While the fate of Southwestern State Hospital property remains in limbo, a new possibility surfaced at a Tuesday meeting of Thomas County commissioners.
Addressing Thomas County Sheriff Carlton Powell, Commissioner Merrill Baker said he had heard the Veterans Administration (VA) might be interested in the facility for military personnel.
“Your guess is as good as mine,” Powell responded.
The sheriff, who also has heard about the possibility of VA use, said such a facility would be great for the community and citizens.
Powell suggested talking to U.S. congressmen and senators.
“Maybe that would be a good thing for you all as commissioners to do,” Powell told the board.
Frank Berry, Georgia Department of Behavioral Health & Developmental Disabilities (GDBHDD), said last week in Thomasville state officials and community leaders would meet in a couple of weeks to discuss what will become of the property.
Southwestern closed Dec. 31, resulting in the loss of about 650 jobs.
Thomasville Mayor Max Beverly told the Times-Enterprise Tuesday he also has heard VA rumors, but he has not been contacted.
GDBHDD is not involved in a discussion of the subject, said Angelyn Dionysates, GDBHDD press secretary.
“We don’t know anything about it,” Dionysates said.
A Tuesday phone call to the Washington, D.C., office of Eighth District U.S. Congressman Austin Scott was not returned.

## What to work on
a: Name every person mentioned by name in the article on the future of the Southwestern State Hospital property.
b: Continue the news article about the Southwestern State Hospital property, picking up after its final sentence.

## Exercise data
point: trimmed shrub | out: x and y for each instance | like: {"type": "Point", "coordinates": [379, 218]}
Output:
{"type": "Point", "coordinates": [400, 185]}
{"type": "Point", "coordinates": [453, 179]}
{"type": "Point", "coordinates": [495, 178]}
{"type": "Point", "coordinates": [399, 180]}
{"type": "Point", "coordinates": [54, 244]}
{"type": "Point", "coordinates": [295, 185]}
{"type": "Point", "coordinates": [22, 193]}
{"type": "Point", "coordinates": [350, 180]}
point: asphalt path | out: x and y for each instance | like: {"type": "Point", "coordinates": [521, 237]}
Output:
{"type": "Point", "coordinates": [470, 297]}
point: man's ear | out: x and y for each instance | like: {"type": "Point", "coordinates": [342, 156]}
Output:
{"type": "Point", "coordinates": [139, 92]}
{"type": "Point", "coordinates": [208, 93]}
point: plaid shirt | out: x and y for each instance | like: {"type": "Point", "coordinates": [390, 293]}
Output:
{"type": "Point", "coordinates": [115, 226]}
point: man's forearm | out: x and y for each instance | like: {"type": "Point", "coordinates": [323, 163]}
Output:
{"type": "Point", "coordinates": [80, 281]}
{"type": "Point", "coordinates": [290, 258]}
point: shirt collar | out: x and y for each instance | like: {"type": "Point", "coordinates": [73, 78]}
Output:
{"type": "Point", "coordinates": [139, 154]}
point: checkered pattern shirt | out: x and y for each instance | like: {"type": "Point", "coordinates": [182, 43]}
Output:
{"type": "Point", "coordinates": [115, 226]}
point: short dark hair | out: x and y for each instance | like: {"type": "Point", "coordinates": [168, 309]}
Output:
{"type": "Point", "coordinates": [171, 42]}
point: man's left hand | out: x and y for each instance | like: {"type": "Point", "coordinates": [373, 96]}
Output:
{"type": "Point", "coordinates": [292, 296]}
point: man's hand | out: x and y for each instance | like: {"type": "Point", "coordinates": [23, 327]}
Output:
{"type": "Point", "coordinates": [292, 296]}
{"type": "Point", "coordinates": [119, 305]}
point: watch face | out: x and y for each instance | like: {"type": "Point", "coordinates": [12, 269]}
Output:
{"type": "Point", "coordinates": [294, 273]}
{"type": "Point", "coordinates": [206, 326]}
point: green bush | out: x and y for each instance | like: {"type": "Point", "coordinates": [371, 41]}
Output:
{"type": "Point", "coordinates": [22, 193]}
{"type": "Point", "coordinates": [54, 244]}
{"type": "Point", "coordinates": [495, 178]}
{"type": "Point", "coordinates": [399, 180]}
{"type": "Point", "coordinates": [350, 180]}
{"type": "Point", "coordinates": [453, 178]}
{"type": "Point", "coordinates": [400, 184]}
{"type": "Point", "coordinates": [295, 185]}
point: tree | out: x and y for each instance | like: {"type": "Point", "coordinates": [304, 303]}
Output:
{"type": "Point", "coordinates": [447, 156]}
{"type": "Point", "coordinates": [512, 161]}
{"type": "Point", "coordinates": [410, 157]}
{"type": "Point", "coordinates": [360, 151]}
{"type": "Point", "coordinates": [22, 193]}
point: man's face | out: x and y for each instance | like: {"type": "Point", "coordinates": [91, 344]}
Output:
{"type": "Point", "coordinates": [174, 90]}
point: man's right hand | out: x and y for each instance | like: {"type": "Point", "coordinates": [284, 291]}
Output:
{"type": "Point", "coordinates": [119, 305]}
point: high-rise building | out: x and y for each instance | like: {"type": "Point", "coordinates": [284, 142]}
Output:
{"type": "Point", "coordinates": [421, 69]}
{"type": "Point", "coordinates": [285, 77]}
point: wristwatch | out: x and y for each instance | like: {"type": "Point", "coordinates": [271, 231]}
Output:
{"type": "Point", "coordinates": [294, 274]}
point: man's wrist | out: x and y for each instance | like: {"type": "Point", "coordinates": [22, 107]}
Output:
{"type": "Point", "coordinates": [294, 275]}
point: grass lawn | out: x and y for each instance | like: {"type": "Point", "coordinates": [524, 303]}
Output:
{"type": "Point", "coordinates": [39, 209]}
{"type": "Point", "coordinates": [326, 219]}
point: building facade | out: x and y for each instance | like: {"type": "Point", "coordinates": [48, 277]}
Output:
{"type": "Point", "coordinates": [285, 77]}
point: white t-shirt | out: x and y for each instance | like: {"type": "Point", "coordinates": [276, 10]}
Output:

## Expected outputs
a: Carlton Powell, Merrill Baker, Frank Berry, Max Beverly, Angelyn Dionysates, Austin Scott

b:
The Southwestern discussion arose after Roger Walker, a Thomas County citizen, addressed commissioners about the hospital closing.
Walker thinks “things will be fine in Thomas County with the closing of Southwestern.”
Crime will not increase, he said, and residents of other counties who worked at the hospital took their salaries back to their home communities to spend.
Commission Vice Chairman Ken Hickey asked the Powell about transportation of mental patients by the sheriff’s office.
“Sometimes it gets to be quite a burden,” Powell said, adding that he thinks steps are being taken to make the situation as palatable as possible.
“But the change has come,” the sheriff said.
After the commission meeting, Powell said that in a recent 24-hour period, his office transported an individual to a mental facility in Appling County and carried out prisoner transports to Montezuma, DeKalb County and Tampa and Sanford in Florida.
Mental cases the sheriff’s office is transporting out of the county are individuals who would have gone to Southwestern.
Powell said that if there is no room at the new crisis center here, mental patients must be taken elsewhere.
In March, the sheriff’s office handled 101 mental health transports, Capt. Chuck McDonald, commander of the sheriff’s office patrol division, told the Times-Enterprise.
“That’s just adults. That’s not juveniles,” McDonald explained.
The transports were to Atlanta, Columbus, Savannah, some here and some to an alcohol/drug rehabilitation facility in Valdosta.
McDonald said 60 to 65 percent of such transports are out of county.